* **The exercise**
Substitute "enclosing region" for "bounding box" in the lines starting with the one that contains "Name the bounding box of the computer monitor" and going on through the end of the material. Return only those lines, with nothing else changed.

[Box-labeled dataset extracts]
>> Start

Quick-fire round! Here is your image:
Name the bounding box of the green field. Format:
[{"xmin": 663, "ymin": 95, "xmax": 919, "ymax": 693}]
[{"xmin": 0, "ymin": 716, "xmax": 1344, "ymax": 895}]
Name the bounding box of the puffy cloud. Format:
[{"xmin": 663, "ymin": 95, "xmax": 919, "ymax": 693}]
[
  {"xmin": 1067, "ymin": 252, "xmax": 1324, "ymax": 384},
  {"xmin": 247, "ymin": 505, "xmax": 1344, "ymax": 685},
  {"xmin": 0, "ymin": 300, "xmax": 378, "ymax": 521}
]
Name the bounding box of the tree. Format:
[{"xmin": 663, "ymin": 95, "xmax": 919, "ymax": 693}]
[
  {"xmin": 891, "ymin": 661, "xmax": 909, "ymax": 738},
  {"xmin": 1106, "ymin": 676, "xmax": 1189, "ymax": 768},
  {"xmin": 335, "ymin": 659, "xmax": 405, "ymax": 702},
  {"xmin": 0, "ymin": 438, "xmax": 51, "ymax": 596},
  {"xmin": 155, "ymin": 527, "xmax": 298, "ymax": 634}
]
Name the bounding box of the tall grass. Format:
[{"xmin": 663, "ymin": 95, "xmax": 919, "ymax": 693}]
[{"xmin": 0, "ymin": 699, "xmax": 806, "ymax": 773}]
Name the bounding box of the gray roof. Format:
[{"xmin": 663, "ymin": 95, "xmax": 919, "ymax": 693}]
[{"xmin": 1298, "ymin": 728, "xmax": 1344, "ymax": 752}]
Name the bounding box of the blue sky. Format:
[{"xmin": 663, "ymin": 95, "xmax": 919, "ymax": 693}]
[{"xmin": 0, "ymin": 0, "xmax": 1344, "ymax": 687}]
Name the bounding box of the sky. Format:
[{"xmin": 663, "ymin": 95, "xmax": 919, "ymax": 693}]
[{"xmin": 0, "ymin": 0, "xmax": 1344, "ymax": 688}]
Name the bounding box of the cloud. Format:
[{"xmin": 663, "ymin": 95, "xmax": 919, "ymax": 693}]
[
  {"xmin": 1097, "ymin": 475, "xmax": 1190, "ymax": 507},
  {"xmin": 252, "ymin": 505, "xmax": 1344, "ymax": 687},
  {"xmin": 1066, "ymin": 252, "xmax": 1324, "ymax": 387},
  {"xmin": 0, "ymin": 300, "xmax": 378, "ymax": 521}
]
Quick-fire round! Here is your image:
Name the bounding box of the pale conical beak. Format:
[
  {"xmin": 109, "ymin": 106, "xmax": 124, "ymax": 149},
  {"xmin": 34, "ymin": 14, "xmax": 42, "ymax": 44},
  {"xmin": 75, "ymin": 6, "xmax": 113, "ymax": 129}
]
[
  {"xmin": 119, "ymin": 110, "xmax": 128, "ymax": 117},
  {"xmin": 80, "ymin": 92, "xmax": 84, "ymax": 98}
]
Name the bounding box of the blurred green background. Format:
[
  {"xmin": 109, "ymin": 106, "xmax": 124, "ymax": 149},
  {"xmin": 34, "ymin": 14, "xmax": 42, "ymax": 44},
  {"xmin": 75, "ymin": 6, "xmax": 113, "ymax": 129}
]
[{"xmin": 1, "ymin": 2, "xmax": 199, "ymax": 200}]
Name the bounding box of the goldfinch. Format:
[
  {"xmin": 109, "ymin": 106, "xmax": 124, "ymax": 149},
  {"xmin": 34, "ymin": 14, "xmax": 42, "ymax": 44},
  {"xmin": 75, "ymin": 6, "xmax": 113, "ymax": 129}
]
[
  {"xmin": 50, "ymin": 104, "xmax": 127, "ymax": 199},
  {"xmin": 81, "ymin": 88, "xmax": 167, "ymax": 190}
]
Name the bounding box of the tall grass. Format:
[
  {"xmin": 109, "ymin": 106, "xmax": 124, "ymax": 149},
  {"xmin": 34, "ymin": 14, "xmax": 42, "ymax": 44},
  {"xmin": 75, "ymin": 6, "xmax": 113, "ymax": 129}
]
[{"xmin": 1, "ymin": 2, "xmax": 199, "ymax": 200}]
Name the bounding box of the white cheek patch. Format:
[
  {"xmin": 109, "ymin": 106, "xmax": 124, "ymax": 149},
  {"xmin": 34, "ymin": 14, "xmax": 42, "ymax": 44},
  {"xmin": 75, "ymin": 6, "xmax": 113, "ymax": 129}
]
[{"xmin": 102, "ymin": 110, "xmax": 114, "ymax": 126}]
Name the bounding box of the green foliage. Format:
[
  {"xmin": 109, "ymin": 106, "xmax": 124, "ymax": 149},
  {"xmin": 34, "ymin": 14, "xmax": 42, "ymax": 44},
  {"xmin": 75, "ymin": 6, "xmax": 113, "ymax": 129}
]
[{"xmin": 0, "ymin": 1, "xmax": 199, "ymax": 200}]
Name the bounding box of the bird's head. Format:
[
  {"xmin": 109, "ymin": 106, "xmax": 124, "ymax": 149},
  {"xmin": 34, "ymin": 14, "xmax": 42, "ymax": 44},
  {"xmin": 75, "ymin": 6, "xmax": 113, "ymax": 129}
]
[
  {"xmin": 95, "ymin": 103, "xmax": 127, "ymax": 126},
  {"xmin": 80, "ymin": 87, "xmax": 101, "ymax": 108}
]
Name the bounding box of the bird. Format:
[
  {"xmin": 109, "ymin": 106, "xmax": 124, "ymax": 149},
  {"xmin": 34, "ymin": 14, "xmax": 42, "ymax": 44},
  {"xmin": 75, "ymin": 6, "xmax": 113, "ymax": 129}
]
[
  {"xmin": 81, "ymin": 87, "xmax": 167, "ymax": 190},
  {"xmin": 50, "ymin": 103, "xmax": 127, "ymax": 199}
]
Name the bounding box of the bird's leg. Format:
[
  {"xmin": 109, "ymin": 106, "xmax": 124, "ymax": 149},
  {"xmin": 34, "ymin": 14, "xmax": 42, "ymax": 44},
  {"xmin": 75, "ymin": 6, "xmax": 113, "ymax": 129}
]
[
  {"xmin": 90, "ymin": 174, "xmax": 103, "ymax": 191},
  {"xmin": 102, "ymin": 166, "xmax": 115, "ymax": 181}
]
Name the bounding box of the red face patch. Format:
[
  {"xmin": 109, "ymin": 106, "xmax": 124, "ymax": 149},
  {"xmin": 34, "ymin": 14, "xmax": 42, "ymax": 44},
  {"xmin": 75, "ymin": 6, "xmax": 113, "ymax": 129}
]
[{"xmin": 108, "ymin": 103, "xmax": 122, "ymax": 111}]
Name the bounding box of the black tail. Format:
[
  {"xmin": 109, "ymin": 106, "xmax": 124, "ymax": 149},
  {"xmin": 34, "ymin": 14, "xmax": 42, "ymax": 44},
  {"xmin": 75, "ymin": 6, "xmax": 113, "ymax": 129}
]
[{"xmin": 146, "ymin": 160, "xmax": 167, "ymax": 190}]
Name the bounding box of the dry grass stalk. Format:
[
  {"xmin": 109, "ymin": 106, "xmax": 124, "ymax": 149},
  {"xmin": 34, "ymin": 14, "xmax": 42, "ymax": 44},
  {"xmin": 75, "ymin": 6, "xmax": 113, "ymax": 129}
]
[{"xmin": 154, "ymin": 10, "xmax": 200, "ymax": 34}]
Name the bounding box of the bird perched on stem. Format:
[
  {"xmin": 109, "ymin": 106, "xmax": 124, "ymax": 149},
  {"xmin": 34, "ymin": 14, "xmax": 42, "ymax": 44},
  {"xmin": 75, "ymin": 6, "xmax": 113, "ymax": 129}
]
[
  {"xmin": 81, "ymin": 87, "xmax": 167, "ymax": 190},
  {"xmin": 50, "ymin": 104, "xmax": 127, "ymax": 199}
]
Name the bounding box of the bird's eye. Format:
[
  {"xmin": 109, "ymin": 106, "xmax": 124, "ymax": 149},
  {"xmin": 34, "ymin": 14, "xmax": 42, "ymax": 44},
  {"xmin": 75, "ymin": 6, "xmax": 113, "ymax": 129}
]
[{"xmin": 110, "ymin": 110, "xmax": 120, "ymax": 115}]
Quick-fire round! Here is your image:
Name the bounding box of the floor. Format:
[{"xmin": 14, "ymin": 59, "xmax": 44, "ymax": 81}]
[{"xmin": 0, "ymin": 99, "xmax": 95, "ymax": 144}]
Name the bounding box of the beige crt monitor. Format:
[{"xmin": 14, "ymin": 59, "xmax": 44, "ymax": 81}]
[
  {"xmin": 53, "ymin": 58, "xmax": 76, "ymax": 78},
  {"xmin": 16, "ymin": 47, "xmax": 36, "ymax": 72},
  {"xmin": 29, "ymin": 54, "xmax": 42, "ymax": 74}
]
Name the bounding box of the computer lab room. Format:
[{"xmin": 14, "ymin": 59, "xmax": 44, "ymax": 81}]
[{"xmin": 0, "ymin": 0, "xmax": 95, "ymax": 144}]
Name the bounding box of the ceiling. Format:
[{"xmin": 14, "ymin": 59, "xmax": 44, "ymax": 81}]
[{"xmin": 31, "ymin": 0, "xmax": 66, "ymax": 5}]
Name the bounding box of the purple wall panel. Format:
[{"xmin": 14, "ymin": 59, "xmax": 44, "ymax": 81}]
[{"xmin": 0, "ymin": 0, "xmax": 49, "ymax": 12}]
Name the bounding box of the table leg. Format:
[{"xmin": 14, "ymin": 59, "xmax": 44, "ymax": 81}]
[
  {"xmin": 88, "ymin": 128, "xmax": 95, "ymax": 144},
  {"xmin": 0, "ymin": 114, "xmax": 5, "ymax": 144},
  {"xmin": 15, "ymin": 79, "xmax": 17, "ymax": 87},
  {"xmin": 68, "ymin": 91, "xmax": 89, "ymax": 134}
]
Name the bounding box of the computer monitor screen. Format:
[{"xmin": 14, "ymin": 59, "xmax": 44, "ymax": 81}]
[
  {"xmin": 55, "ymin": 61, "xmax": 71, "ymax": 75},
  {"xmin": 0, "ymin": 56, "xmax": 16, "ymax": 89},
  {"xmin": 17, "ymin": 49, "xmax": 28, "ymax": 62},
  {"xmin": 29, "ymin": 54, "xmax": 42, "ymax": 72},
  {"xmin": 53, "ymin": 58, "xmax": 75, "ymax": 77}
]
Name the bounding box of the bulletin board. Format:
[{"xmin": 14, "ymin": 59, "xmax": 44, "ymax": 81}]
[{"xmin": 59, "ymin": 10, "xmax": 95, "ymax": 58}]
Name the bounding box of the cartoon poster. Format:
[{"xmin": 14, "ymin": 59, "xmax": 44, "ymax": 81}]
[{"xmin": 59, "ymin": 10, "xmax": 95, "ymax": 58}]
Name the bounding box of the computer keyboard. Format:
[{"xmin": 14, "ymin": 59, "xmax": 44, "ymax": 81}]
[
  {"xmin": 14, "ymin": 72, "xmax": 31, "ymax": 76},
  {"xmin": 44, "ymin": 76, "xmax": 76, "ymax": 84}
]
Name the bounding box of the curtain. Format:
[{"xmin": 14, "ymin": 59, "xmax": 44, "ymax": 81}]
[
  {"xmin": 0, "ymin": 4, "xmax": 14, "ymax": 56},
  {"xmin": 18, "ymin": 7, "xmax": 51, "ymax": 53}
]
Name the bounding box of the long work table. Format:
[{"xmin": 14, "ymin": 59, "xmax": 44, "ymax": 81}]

>> End

* **Answer to this problem**
Name the enclosing region of the computer monitor screen. Format:
[{"xmin": 14, "ymin": 59, "xmax": 44, "ymax": 81}]
[
  {"xmin": 55, "ymin": 61, "xmax": 71, "ymax": 75},
  {"xmin": 0, "ymin": 56, "xmax": 16, "ymax": 89},
  {"xmin": 17, "ymin": 49, "xmax": 28, "ymax": 62},
  {"xmin": 29, "ymin": 54, "xmax": 42, "ymax": 72},
  {"xmin": 53, "ymin": 58, "xmax": 75, "ymax": 77}
]
Name the enclosing region of the bulletin board. Format:
[{"xmin": 14, "ymin": 59, "xmax": 44, "ymax": 81}]
[{"xmin": 59, "ymin": 10, "xmax": 95, "ymax": 58}]
Name the enclosing region of the cartoon poster. Format:
[{"xmin": 14, "ymin": 59, "xmax": 44, "ymax": 81}]
[{"xmin": 59, "ymin": 10, "xmax": 95, "ymax": 58}]
Name the enclosing region of the computer keyboard. Format:
[{"xmin": 14, "ymin": 59, "xmax": 44, "ymax": 81}]
[
  {"xmin": 14, "ymin": 72, "xmax": 31, "ymax": 76},
  {"xmin": 44, "ymin": 76, "xmax": 76, "ymax": 84}
]
Name the enclosing region of the curtain. Format:
[{"xmin": 14, "ymin": 59, "xmax": 44, "ymax": 81}]
[
  {"xmin": 0, "ymin": 4, "xmax": 14, "ymax": 56},
  {"xmin": 18, "ymin": 7, "xmax": 51, "ymax": 53}
]
Name the enclosing region of the long work table. Format:
[{"xmin": 14, "ymin": 59, "xmax": 44, "ymax": 81}]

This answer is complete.